Work request A: In the article on GM's IPO, how far did the average incentive at GM fall?
Work request B: Name the four remaining GM brands given in the article on GM's IPO.
Work request C: Continue the article on GM's IPO from the point where it stops.

Text block:
--------------------------------------------------

To Sell GM's IPO, Whitacre Needs to Show One Year of Success Was No Fluke

By
Jim Henry
In the run-up to a likely General Motors initial public offering, the biggest task for Chairman and CEO Ed Whitacre Jr. is to persuade investors that the "New GM" won't backslide into the bad habits of "Old GM."

To that end, GM must consistently achieve a one-two punch it hasn't managed in decades: to grow market share and cut discounts at the same time.

GM has pulled that off for the last year. The company said U.S. market share for its four remaining brands, Buick, Cadillac, Chevrolet and GMC, grew from 15.4 percent in the first quarter of 2009 to 19.2 percent through May. At the same time, the average incentive at GM fell from $4,676 to $3,230.

The biggest changes are lower production levels and therefore lower inventories of unsold cars, plus new models that are outselling the models they replaced, like the Buick LaCrosse and the Chevy Malibu.

One year, of course, is a short track record. Yet GM and its major shareholder, the U.S. government -- that is to say, the U.S. taxpayer -- don't want to wait another year to prove GM can keep that up. That leaves it up to Whitacre's persuasive skills to get people to believe that last year's results weren't a fluke, the result of a rising tide lifting all boats.

--------------------------------------------------

Supplied data:
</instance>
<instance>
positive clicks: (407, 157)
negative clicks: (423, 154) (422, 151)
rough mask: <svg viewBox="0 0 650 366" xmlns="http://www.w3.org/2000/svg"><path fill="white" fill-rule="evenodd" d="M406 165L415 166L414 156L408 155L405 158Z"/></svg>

--------------------------------------------------

Response A: It fell from $4,676 to $3,230.

Response B: Buick, Cadillac, Chevrolet, GMC

Response C:
"I've chosen my words carefully," Whitacre said, kicking off a presentation to about 200 analysts and investors. "Because I want to make an important distinction. We're not reintroducing GM today. We're introducing a new GM ... because we are a new and much different company than we were 12 months ago," he said.

For decades, "Old GM" had the worst of both worlds with regard to market share and incentives. That is, falling share despite higher incentives. The company didn't set out to do that, but it was trapped into consistently building more cars than it needed, because it needed the revenue to pay high fixed costs for labor and health care whether the plants ran or not.

Far too many GM products also became a commodity. Discounts became the only way to move the metal, and the company had no choice but to move the metal. Profit margins got thinner and thinner, until they finally disappeared.

Bankruptcy restructuring broke that vicious cycle, allowing GM to close plants and repudiate its prior commitments. Now the hard part is keeping the recovery going.